*Required task*: Convert the items below into a two-column CSV with the header columns "item" and "answer", one row per item. Place each item's text and its answer in a single quoted field apiece with line breaks replaced by spaces, and omit the pictures.

=== Items ===

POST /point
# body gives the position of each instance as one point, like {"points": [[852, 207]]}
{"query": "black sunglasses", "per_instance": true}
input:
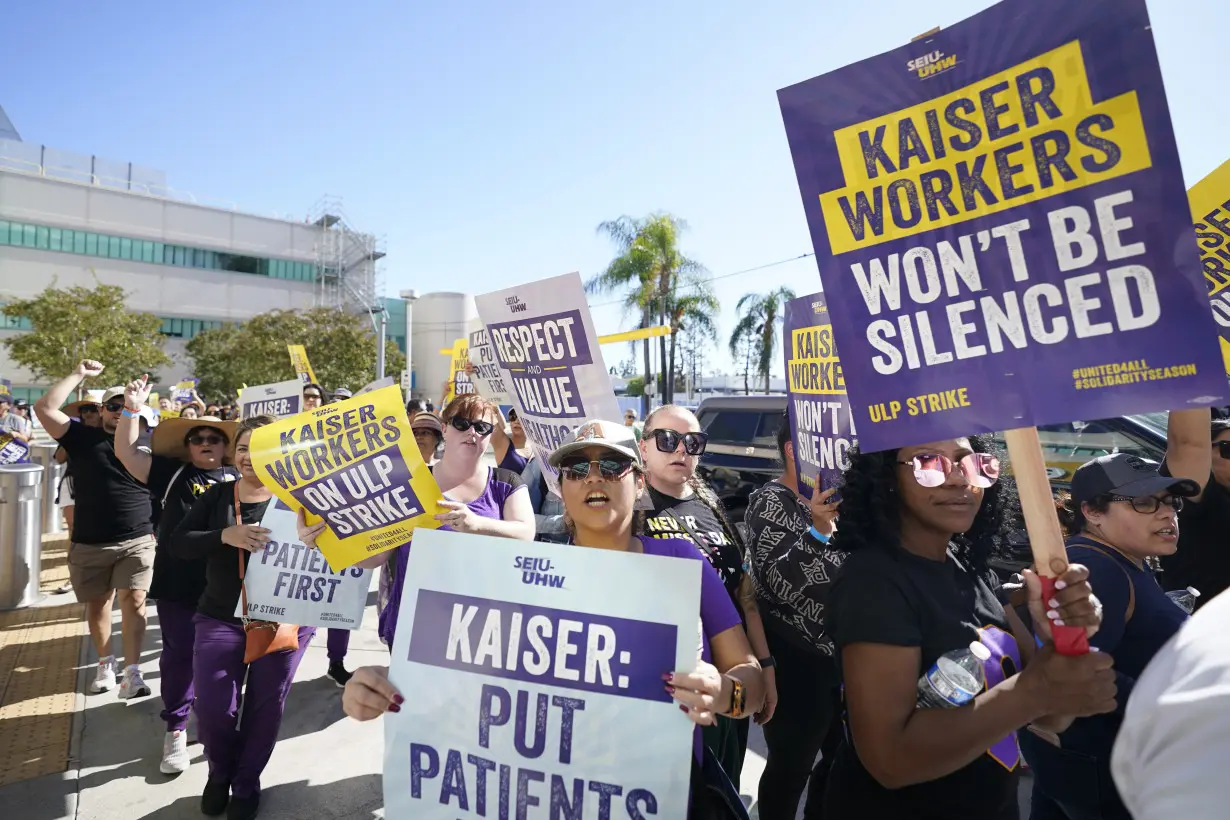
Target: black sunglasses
{"points": [[609, 469], [463, 423], [668, 441], [1150, 504]]}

===

*Answer to the exercise*:
item,answer
"POST /point # body gives the position of each instance as one point, like {""points"": [[852, 207]]} {""query"": ""black sunglasses"", ""per_instance"": true} input: Target: black sunglasses","{""points"": [[609, 469], [463, 423], [668, 441], [1150, 504]]}"